What is expected: What follows is a set of records. Repeat them word for word.

Stored data entries:
-------
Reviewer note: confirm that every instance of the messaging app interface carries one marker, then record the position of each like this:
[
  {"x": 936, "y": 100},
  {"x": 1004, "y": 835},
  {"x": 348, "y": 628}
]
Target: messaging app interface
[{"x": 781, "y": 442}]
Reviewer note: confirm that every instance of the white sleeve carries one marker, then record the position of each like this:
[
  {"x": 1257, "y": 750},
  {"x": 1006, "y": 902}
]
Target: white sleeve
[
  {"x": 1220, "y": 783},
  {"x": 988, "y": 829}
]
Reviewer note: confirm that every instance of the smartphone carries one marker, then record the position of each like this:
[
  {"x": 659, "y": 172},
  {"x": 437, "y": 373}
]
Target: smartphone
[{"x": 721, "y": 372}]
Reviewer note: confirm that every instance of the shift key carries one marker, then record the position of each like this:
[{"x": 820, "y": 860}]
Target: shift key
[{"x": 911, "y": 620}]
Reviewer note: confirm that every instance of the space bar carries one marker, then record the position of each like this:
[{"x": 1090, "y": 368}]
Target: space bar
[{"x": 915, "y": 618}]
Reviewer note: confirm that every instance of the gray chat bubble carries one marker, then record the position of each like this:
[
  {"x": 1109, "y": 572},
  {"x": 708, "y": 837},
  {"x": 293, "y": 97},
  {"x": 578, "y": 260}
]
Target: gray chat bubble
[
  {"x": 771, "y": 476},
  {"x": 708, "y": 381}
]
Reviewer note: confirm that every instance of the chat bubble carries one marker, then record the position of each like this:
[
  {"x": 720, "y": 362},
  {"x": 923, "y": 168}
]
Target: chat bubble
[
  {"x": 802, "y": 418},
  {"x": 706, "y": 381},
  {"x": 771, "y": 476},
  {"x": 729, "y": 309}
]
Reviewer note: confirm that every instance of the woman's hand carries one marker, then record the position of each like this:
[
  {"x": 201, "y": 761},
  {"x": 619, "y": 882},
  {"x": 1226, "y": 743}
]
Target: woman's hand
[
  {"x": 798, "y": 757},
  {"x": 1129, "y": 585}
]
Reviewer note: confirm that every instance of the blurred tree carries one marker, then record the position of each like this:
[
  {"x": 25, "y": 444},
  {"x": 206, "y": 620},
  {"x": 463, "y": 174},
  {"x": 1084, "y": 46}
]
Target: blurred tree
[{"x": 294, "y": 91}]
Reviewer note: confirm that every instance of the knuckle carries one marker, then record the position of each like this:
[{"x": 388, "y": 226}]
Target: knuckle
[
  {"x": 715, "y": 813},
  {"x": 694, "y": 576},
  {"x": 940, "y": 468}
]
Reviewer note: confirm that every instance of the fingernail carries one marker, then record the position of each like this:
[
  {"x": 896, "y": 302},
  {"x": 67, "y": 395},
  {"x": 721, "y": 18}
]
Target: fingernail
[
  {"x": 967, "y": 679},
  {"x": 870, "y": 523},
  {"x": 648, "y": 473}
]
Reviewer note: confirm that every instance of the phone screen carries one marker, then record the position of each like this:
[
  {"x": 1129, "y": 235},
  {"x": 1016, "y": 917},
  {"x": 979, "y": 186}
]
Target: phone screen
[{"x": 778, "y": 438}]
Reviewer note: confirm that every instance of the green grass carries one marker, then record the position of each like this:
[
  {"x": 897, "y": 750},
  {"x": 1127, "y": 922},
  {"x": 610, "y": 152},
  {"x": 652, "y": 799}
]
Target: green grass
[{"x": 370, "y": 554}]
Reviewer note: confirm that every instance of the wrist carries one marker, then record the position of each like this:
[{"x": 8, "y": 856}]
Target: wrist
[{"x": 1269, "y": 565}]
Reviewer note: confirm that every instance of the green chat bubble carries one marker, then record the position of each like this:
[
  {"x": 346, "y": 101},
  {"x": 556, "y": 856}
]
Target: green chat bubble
-------
Exercise answer:
Reviewer note: confirm that every instance of the messaging app interface carries one marker, then record the position of each like this:
[
  {"x": 936, "y": 100},
  {"x": 1004, "y": 835},
  {"x": 348, "y": 628}
]
Target: messaging app interface
[{"x": 781, "y": 442}]
Reviewer note: confirm that every instance of the white sleeve carries one marker, then record the position of each like this:
[
  {"x": 1257, "y": 750},
  {"x": 1006, "y": 902}
]
Target: white sleeve
[
  {"x": 1220, "y": 783},
  {"x": 988, "y": 829}
]
Reviewer note: confirm that every instance of the smartphone carries one marker, then record the position of each like this:
[
  {"x": 659, "y": 172},
  {"x": 437, "y": 373}
]
Target: smartphone
[{"x": 721, "y": 372}]
Reviewer note: confirm that every instance of the shift key carries one marker, then record the position of each like this:
[{"x": 820, "y": 860}]
Target: shift key
[{"x": 911, "y": 620}]
Reviewer note: confirm that every instance of the space bar carries one marker, then record the position of each like this:
[{"x": 1090, "y": 368}]
Target: space bar
[{"x": 915, "y": 618}]
Reviewer note: confirm that every instance of the gray chat bubble carries one marker, then record the position of each like this:
[
  {"x": 1109, "y": 572},
  {"x": 708, "y": 837},
  {"x": 293, "y": 97},
  {"x": 578, "y": 260}
]
Target: gray chat bubble
[
  {"x": 771, "y": 476},
  {"x": 708, "y": 381}
]
Reviewer note: confirm that every instance of the chat bubble carries one marker, then record the position of each like this:
[
  {"x": 720, "y": 362},
  {"x": 923, "y": 168}
]
Target: chat bubble
[
  {"x": 802, "y": 418},
  {"x": 706, "y": 381},
  {"x": 771, "y": 476},
  {"x": 729, "y": 309}
]
Reviewer note: confirm that every instance of the woman's hand carries one marker, then record the position of each like this:
[
  {"x": 201, "y": 761},
  {"x": 619, "y": 882},
  {"x": 1226, "y": 743}
]
Target: woman's hand
[
  {"x": 798, "y": 757},
  {"x": 1129, "y": 585}
]
Reviewer note: confirm that every instance of the blurred tree carries one marker, then record the position of each like this:
[
  {"x": 25, "y": 444},
  {"x": 206, "y": 620},
  {"x": 463, "y": 174},
  {"x": 1084, "y": 46}
]
Target: blurred tree
[{"x": 294, "y": 91}]
Reviewer note: confirm that every instance of the knuckle carries one marker, then record the position of each like this:
[{"x": 388, "y": 226}]
Target: knuckle
[
  {"x": 715, "y": 813},
  {"x": 694, "y": 576},
  {"x": 940, "y": 468}
]
Reviewer note: confirm that every instance of the fingernail carries one marker, then record the position of each like this:
[
  {"x": 896, "y": 302},
  {"x": 67, "y": 395},
  {"x": 721, "y": 18}
]
Target: fingernail
[
  {"x": 967, "y": 679},
  {"x": 870, "y": 523},
  {"x": 648, "y": 473}
]
Reviewer note: confirm that every instance of the phone screen carries one marker, then record the position of each like this:
[
  {"x": 1129, "y": 235},
  {"x": 1016, "y": 917},
  {"x": 979, "y": 186}
]
Target: phone screen
[{"x": 778, "y": 438}]
Reviewer note: confirm that every instance of the green grass carries one marker, then record the position of each like this:
[
  {"x": 897, "y": 750},
  {"x": 1127, "y": 922},
  {"x": 610, "y": 152},
  {"x": 652, "y": 799}
]
Target: green grass
[{"x": 370, "y": 554}]
Reviewer note: confirm that every instance of the wrist carries one marker, then record the position of each like this:
[{"x": 8, "y": 856}]
Target: wrist
[{"x": 1269, "y": 565}]
Reviewer note: confirm that every instance of the green chat bubble carries one marker, then record the position of each like this:
[
  {"x": 346, "y": 101},
  {"x": 556, "y": 856}
]
Target: green chat bubble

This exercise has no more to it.